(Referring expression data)
Content starts

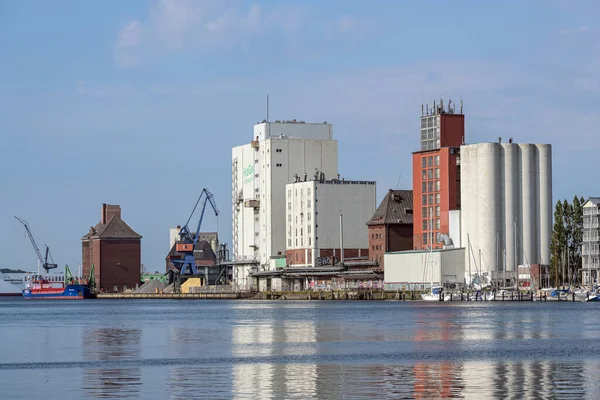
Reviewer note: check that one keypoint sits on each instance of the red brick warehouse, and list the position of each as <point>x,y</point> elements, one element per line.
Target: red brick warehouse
<point>115,251</point>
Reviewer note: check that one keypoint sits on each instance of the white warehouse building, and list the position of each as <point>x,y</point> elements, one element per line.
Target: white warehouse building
<point>506,207</point>
<point>327,220</point>
<point>260,170</point>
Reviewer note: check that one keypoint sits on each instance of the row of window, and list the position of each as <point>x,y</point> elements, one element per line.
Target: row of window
<point>429,213</point>
<point>429,199</point>
<point>432,173</point>
<point>430,161</point>
<point>301,242</point>
<point>429,225</point>
<point>431,186</point>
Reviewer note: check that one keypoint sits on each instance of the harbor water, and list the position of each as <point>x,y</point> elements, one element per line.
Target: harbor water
<point>170,349</point>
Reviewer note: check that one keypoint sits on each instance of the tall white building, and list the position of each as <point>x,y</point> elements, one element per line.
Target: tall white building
<point>313,220</point>
<point>506,206</point>
<point>260,170</point>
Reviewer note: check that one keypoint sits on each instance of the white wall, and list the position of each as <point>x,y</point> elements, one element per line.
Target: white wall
<point>504,183</point>
<point>313,214</point>
<point>261,174</point>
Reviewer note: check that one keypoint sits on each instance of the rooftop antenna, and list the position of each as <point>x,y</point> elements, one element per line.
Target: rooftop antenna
<point>267,108</point>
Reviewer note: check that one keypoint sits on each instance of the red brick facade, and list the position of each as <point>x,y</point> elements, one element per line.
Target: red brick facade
<point>327,256</point>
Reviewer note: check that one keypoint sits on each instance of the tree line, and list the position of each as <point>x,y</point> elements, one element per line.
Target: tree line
<point>567,237</point>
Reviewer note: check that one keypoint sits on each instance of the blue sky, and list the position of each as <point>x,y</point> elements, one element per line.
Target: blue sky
<point>138,103</point>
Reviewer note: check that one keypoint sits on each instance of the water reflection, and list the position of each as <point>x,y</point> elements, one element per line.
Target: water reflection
<point>114,345</point>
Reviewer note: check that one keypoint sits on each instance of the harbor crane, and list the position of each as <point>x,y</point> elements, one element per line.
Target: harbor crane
<point>188,240</point>
<point>42,260</point>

Content ends

### What you have to do
With images omitted, retype the data word for word.

### Task solution
Reviewer note: check that one keypoint sits on each instance of the red brick warehouse, and list the position of each as <point>x,y</point> elements, one element per line.
Target: red brick warehouse
<point>115,251</point>
Reviewer note: check that one keypoint sits on each instance of the white warehouse building, and list the position of each as <point>x,y</point> elements, one element per line.
Target: white warehouse building
<point>506,207</point>
<point>327,220</point>
<point>260,170</point>
Reviewer note: check that one keypoint sits on each instance of the row of window, and list the position of each as <point>x,y</point> elements, one element per line.
Target: row of window
<point>429,213</point>
<point>429,199</point>
<point>432,173</point>
<point>430,161</point>
<point>301,242</point>
<point>429,225</point>
<point>431,186</point>
Reviewer note: check that one keypoint sits on each instance of the harbor water, and list the position of each as <point>x,y</point> elements, one element per line.
Target: harbor water
<point>170,349</point>
Reviewer note: check that one keypoint sits on each instance of the tall white building, and list the position of each as <point>x,y</point> elements, one element per line.
Target: tall white building
<point>313,220</point>
<point>506,206</point>
<point>260,170</point>
Reviewer note: check that one keypoint sits on each instance of the white wall, and list the position of each as <point>x,y</point> elements, one element per line.
Target: white wall
<point>504,183</point>
<point>313,214</point>
<point>261,174</point>
Reviewer note: check that one keypoint sits on each instance of the rooftop antenna, and list the position of each as <point>x,y</point> elements, one element per line.
Target: rooftop antenna
<point>267,108</point>
Reviewer note: check that one keypoint sits on each instance of the red brick facade, and list the position of each as <point>x,y</point> elements, one element per line.
Target: red brick facade
<point>327,256</point>
Reviewer note: check that one keypoint sits on each instance of the tree line, and list the position of each as <point>x,y</point> elements, one element per line.
Target: tree line
<point>567,237</point>
Reviewer note: check that one keypoint sits on each instance of the blue sky, and list the position of each as <point>x,y</point> elements, one element per line.
Target: blue sky
<point>138,103</point>
Reviewer note: check that one keypoint sits on each instance of the water reflection, and list the position of each as <point>x,y</point> elements, one element per line.
Target: water reflection
<point>114,345</point>
Reviewer note: check that one keypoint sits on each instance of the harbor crane, and list the position of each as <point>x,y</point> elements, one element per line.
Target: harbor crane
<point>188,240</point>
<point>42,260</point>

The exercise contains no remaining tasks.